* BEGIN MATERIALS PROVIDED *

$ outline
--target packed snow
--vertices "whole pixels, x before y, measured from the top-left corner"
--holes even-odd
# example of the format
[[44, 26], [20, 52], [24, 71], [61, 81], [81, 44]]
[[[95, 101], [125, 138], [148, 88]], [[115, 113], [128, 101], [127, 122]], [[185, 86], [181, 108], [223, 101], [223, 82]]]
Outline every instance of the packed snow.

* END MATERIALS PROVIDED *

GIVEN EXERCISE: Can you rewrite the listing above so that each "packed snow" becomes "compacted snow", leaving every other character as it is?

RESULT OF THIS TASK:
$ outline
--target compacted snow
--vertices "whole pixels, x before y, measured from the top-left corner"
--holes even-odd
# example of the format
[[44, 26], [20, 52], [24, 71], [61, 81], [81, 44]]
[[[95, 101], [125, 138], [148, 88]], [[115, 113], [128, 101], [127, 122]], [[185, 86], [181, 108], [223, 101], [223, 82]]]
Outline every instance of the compacted snow.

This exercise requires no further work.